PROVIDED INFORMATION -
==========

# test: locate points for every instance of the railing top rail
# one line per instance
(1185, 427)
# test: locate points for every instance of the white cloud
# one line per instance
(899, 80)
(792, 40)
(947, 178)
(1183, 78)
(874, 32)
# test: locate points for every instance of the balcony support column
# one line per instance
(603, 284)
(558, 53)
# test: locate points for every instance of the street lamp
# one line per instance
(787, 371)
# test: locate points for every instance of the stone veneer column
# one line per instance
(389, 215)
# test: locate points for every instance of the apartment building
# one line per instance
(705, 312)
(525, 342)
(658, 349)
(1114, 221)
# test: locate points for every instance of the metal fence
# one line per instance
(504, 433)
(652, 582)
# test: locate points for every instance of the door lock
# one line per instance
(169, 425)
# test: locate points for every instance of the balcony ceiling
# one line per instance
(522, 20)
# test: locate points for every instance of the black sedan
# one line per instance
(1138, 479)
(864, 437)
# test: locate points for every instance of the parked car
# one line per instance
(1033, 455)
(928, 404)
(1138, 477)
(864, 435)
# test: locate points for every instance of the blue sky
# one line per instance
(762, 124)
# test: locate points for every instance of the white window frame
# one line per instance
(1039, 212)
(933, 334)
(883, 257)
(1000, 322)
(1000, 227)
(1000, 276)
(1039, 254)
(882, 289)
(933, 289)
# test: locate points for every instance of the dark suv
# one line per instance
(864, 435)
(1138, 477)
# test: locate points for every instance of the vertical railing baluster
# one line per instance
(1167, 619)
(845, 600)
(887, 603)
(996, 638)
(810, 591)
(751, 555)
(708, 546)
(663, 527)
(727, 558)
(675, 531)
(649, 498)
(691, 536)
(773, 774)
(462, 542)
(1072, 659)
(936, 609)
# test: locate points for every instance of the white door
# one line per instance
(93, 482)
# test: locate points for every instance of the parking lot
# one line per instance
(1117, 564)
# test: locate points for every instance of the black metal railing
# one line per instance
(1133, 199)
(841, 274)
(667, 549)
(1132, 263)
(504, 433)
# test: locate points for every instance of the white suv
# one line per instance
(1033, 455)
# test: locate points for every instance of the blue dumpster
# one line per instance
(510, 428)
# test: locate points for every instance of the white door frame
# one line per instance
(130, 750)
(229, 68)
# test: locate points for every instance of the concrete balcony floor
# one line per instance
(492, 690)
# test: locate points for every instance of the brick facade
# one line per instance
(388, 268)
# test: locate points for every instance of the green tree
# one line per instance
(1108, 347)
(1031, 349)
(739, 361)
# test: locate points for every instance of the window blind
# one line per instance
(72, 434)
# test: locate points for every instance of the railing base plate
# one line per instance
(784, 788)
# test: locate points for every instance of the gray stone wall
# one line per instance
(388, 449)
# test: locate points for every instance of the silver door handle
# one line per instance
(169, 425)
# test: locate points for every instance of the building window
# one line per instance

==========

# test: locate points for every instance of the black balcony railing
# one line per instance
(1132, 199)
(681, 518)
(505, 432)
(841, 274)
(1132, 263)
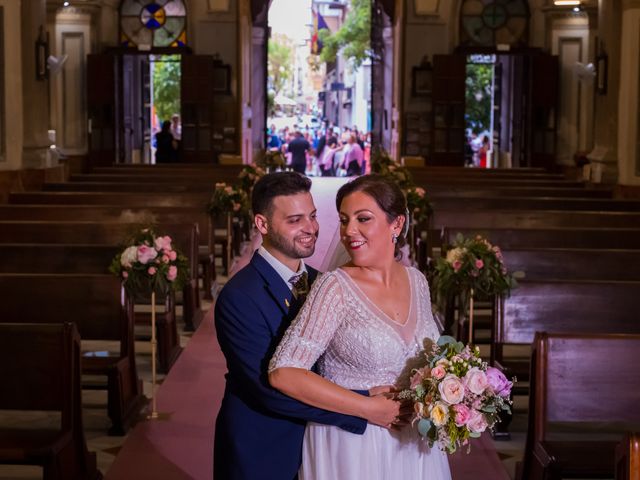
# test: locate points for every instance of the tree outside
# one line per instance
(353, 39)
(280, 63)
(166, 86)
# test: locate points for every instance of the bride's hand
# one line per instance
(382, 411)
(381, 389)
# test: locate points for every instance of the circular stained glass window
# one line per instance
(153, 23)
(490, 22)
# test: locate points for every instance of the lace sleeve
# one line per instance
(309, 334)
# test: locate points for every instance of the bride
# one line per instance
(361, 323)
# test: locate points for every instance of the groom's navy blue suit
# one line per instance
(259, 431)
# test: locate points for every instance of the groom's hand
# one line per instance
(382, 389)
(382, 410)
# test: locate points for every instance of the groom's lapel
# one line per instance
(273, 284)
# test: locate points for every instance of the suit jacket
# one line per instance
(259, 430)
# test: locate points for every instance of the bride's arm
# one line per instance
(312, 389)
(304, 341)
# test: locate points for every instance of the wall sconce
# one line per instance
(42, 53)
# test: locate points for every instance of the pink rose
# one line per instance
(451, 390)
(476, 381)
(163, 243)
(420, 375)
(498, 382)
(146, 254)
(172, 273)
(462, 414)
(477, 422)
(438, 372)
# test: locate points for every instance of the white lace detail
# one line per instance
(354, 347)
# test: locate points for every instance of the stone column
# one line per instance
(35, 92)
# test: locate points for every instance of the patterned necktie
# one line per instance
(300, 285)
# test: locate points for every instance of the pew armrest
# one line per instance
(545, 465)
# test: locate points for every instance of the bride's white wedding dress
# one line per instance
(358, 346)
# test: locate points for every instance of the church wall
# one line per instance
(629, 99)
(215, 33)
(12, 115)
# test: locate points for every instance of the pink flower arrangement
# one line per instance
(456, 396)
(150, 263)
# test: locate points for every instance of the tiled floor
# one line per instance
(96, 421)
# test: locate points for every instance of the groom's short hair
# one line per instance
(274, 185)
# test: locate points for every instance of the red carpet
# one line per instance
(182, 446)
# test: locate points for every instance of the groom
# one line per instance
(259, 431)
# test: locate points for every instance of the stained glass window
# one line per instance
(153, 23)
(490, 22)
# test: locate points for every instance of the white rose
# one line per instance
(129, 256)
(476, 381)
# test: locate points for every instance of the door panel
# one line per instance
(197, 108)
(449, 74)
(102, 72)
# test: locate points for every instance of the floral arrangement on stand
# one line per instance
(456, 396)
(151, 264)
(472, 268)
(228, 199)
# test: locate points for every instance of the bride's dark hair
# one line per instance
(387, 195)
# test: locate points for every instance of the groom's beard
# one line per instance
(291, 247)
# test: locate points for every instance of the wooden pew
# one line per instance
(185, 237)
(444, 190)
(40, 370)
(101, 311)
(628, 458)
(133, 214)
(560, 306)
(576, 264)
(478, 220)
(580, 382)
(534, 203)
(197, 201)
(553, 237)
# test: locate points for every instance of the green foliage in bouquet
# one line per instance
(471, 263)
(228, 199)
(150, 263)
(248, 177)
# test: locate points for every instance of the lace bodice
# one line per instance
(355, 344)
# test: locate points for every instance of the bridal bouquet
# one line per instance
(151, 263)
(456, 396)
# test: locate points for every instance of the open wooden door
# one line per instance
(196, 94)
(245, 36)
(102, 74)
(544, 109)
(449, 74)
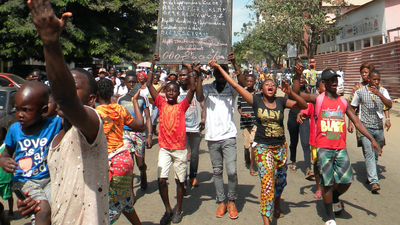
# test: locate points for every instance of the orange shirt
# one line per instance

==========

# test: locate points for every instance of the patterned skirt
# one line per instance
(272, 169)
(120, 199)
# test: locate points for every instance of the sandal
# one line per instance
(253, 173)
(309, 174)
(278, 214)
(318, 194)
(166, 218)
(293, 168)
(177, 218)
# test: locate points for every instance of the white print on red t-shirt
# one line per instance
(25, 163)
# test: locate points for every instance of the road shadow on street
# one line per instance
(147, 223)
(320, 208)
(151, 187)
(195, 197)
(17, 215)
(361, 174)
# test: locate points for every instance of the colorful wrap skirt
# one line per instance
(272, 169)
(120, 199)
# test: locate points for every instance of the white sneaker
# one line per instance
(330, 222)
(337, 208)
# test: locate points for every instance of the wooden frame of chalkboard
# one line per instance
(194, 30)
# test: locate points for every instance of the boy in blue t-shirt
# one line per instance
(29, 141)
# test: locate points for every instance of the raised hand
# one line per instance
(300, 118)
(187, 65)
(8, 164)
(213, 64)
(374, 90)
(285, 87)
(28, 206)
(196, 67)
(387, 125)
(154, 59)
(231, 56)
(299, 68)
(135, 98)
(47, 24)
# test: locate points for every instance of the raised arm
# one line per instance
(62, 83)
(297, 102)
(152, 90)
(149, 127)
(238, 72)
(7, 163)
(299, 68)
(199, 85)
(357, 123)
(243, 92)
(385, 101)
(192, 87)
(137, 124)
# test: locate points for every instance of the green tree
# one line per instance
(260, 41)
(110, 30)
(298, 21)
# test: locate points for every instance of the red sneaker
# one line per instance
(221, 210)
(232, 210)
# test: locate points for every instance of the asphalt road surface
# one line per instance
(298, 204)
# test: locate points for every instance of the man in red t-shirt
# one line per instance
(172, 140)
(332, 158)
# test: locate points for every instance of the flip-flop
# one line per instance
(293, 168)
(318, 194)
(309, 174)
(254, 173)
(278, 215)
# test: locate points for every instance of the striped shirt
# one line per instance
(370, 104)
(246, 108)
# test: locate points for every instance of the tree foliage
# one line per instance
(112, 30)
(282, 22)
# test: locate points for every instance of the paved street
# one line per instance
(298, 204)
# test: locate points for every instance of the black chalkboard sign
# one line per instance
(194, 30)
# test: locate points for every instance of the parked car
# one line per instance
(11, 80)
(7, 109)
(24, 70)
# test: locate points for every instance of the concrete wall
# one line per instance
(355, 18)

==========

WORK TO BE COMPLETED -
Find the lines above that include the string "lace" and copy them.

RESULT -
# test: locate points for every instance of the lace sleeve
# test: locate points for every instance of the white lace detail
# test: locate points for every instance of the lace bodice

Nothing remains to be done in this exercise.